## ТЕКСТ ДЛЯ ЧТЕНИЯ
Не подобно ли тому, как нельзя говорить о гранате без зёрен или о людях без шеи или хребта, также не может быть речи о людях, не испытавших печали или страха? Или (если пользоваться этим же сравнением) не то же ли самое говорить о людях, никогда не совершавших ошибки и не испытавших зависти, что и о гранате без зёрен или о людях без хребта или шеи? Но как в том случае, когда говорят, что человек бесхребетный, это не значит, что у него совсем нет хребта, а просто потому, что у него нет именно такого хребта, так обстоит дело и тогда, когда мы говорим о людях безумных или неразумных, не потому, что они вообще лишены ума и разума, а потому, что у них нет вот такого ума и такого разума. И когда мы говорим о человеке без хребта, мы понимаем, что хребет у него есть, но он никуда не годен. Так и у неразумного человека есть разум, но дурной; даже безумный имеет ум, но больной. Не так ли? Но, может быть, такое представление просто смешно?
Разве безгрешный человек это не тот, кто совсем не допускает ошибок, а независтливый и честный не тот, кто никогда не завидует и всегда честен, а человек простой и безупречный — не бесхитростен и не лишён недостатков? А не знающий печали и страха, разве подвержен печали и страху? Так и счастлив только тот, кто не знает страстей и тревог. Но как может быть счастлив человек и как может ему нравиться жизнь, когда он живёт, испытывая боль, печаль или страх? Если он подвержен печали, не значит ли это, что ему не чужды также страх, боязнь, гнев и сострадание? Испытывая все эти чувства, люди огорчаются. Даже ожидание их заставляет пребывать в страхе и тревоге, а тех, кого, как им кажется, незаслуженно постигают эти неприятности, они жалеют, против виновников же направляют свой гнев, негодование и презрение.
Видя ненавистных им людей процветающими, они огорчаются и завидуют, а узнав, что они попали в беду, злорадствуют. Итак, если человек способен испытывать печаль, как он избавится от других чувств? Как можно быть бесчувственным, если ты не свободен от всяких чувств? Тот должен быть счастлив, кто не станет горевать из-за кончины друга или даже ребёнка, тем более из-за собственной смерти.

## ЗАДАНИЕ 1
Укажите количество строк в записях ниже, где встречается строка «covered». В ответе приведите только число.

## ИСХОДНЫЕ ДАННЫЕ
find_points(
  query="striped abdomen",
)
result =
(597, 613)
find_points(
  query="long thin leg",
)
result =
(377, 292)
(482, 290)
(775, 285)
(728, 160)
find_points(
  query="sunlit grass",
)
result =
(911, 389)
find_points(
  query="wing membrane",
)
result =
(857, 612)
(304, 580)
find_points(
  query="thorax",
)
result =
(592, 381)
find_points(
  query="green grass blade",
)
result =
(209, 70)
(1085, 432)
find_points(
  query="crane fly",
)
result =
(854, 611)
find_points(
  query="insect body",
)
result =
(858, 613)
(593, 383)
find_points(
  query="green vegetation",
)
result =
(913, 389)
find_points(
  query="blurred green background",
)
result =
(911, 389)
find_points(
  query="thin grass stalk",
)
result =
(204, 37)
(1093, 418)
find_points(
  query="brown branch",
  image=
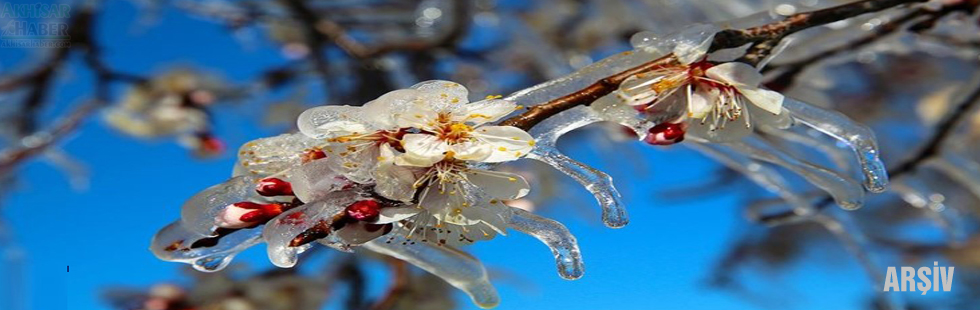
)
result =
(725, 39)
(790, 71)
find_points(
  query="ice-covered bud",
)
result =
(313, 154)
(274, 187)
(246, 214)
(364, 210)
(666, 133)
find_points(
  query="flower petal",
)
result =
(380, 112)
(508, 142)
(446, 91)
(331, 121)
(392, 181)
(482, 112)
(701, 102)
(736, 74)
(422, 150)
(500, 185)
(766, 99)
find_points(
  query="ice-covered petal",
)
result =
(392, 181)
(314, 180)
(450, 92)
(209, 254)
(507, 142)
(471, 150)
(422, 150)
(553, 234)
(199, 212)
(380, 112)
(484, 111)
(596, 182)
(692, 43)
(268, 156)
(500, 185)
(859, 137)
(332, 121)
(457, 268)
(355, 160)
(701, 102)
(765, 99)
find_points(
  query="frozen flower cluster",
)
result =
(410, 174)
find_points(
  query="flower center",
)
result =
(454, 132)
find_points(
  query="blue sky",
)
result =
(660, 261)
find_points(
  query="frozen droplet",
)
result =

* * *

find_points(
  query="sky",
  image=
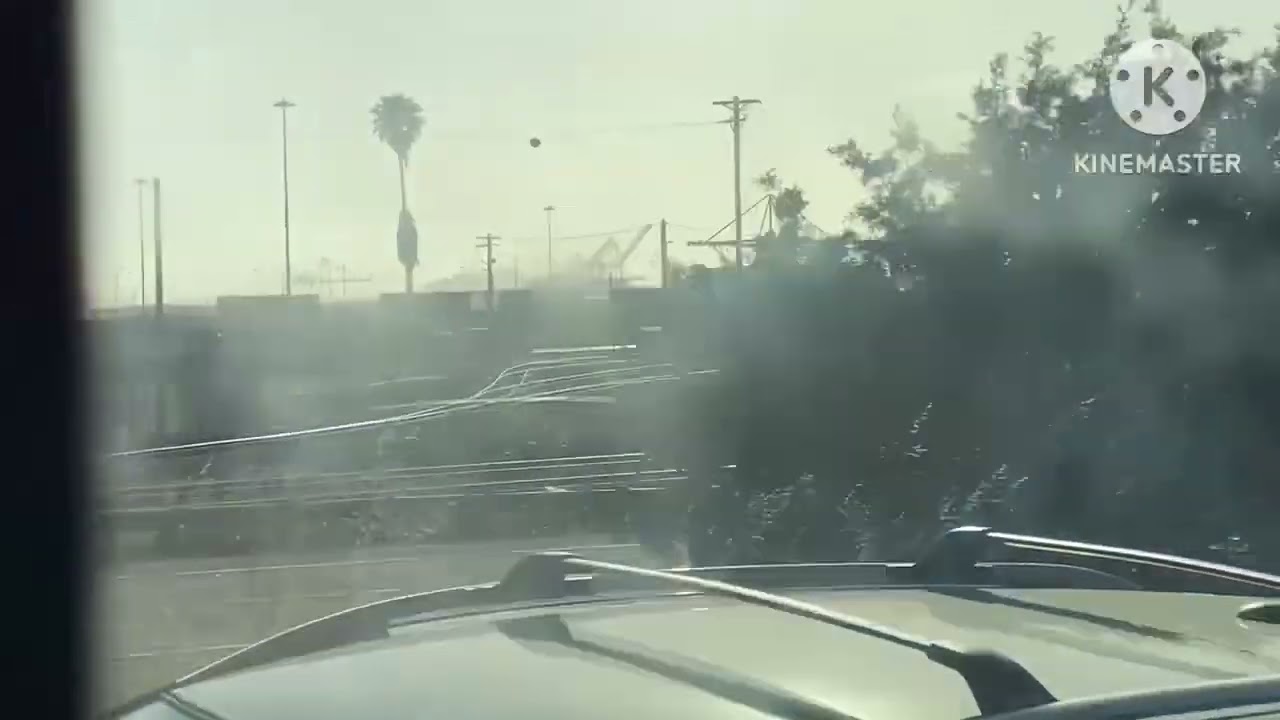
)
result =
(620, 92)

## ЗАДАНИЕ 2
Как, согласно тексту для чтения, ведут себя люди, узнав, что ненавистные им люди попали в беду?

## ПОЛНЫЙ ОТВЕТ 1
2

## ПОЛНЫЙ ОТВЕТ 2
Злорадствуют.